## WORK TO BE COMPLETED
Write the records out again exactly, but without pictures.

EXERCISE MATERIALS: Begin

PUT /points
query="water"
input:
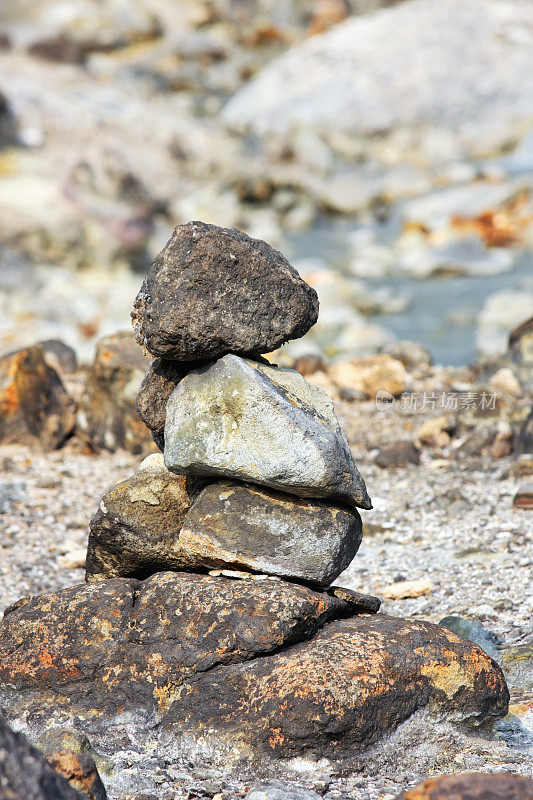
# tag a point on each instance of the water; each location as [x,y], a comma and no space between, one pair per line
[443,309]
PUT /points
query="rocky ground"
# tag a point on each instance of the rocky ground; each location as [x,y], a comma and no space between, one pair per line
[447,523]
[382,197]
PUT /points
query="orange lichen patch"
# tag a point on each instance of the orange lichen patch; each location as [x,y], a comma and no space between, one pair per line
[473,786]
[164,696]
[500,227]
[266,34]
[327,13]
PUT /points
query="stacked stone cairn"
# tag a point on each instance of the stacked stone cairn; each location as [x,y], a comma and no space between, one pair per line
[208,609]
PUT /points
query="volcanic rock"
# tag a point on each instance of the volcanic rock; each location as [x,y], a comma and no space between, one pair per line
[254,665]
[472,786]
[107,413]
[25,774]
[33,400]
[80,771]
[247,527]
[136,530]
[215,290]
[352,682]
[159,382]
[266,425]
[121,643]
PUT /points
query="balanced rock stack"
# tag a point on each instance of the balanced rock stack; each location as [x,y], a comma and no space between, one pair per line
[209,604]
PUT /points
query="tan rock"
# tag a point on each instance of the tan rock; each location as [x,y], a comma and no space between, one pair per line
[404,589]
[434,432]
[369,375]
[472,786]
[505,382]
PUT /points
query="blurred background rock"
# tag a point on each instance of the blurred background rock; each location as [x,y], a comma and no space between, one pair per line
[385,147]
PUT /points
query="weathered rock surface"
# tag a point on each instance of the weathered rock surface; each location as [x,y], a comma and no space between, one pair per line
[25,774]
[253,664]
[80,771]
[356,679]
[244,526]
[34,403]
[215,290]
[266,425]
[125,644]
[333,82]
[472,786]
[136,530]
[107,413]
[159,382]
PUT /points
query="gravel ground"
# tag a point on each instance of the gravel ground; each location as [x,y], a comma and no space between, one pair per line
[449,519]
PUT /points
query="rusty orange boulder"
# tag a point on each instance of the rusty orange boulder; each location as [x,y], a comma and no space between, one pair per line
[264,667]
[353,682]
[25,773]
[34,404]
[472,786]
[107,415]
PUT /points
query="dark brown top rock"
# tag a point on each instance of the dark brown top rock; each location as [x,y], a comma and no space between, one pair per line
[215,290]
[472,786]
[159,382]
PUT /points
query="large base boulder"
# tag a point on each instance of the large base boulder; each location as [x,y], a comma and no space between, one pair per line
[262,667]
[26,775]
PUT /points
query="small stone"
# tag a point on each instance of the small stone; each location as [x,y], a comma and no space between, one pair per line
[136,530]
[524,496]
[107,413]
[269,532]
[398,454]
[155,462]
[505,382]
[412,354]
[34,403]
[370,375]
[26,775]
[435,432]
[261,424]
[80,771]
[215,290]
[280,791]
[74,558]
[404,589]
[472,786]
[360,603]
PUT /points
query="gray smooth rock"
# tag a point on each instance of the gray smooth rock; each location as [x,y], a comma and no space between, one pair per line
[244,526]
[215,290]
[262,424]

EXERCISE MATERIALS: End

## TASK RESPONSE
PUT /points
query="water"
input:
# tag a point on each instance of the water; each location as [x,y], a comma and no space between, one pair per line
[443,309]
PUT /points
query="rocky ground"
# tag a point on each instance of the rocky ground; each location as [x,y], a comma and no space between, one pair per line
[447,523]
[382,197]
PUT /points
query="orange lichen patch"
# tag a point on each instance of the orange lichen patch; each location as [x,y], a comma and no space between, one pair per line
[473,786]
[164,696]
[500,227]
[266,34]
[327,13]
PUT /points
query="stacked stone cairn"
# tag a point on each instance of the stacked stone cairn; each location as [x,y], a comma and no space between, one pair per line
[208,609]
PUT /points
query="volcanic rock"
# tag a point on each instance of the volcanic rock; each location as [x,y], a comma and no space between, one pair per line
[254,665]
[472,786]
[107,413]
[25,774]
[33,400]
[80,771]
[247,527]
[136,530]
[215,290]
[352,682]
[159,382]
[266,425]
[121,643]
PUT /points
query="balanced rock stack"
# tag a point on each instance of the balanced rock stack; each location as [x,y], a comma and no space between, one pair per line
[209,604]
PUT /points
query="tan rock"
# tag a point on each instance of the tan rock; each location as [x,y], a comma and no space between, one pair per line
[404,589]
[434,432]
[369,375]
[472,786]
[505,382]
PUT /points
query="blurred background rock"
# tag a point on each instance of the blurred background rock; each location as [x,y], a comma and no space between, one pair per line
[385,147]
PUT /points
query="weathered rock surface"
# tag a point on each instance of the weathered rock surface; each location as [x,y], a comma and no space between, one pair per line
[25,774]
[253,664]
[80,771]
[356,679]
[244,526]
[34,403]
[215,290]
[266,425]
[125,644]
[333,82]
[472,786]
[136,530]
[107,413]
[159,382]
PUT /points
query="gravel ground"
# tag a point on each instance of the gravel ground; each location as [x,y], a comma and no space between, one pair per line
[449,519]
PUT /points
query="rusty orange boulder"
# tag a point on each instance of the rusty orange boulder; each location as [x,y], a comma and no space between, one pair per line
[264,667]
[353,682]
[25,773]
[34,404]
[472,786]
[107,415]
PUT /points
query="dark brown top rock"
# tag a point on each instance of the dark brown top rock; each location as [x,y], a comma and no space between, one pair per line
[215,290]
[472,786]
[159,382]
PUT /points
query="large base boulder"
# tag a point on each instance of the large base boulder; each location as [x,y], a comma and no space between, one pair per line
[262,667]
[26,775]
PUT /points
query="small stone"
# tag a point on each instance of the small stone; each location as [x,y], a comma and no space between, one pair per line
[136,530]
[524,496]
[107,413]
[269,532]
[398,454]
[155,462]
[505,382]
[412,354]
[34,403]
[370,375]
[26,775]
[435,432]
[261,424]
[80,771]
[215,290]
[280,791]
[74,558]
[404,589]
[472,786]
[360,603]
PUT /points
query="gray smooth rock"
# tag a point on each instance of the gray smooth rock; each location as [x,y], a comma and no space between, one pair per line
[244,526]
[215,290]
[262,424]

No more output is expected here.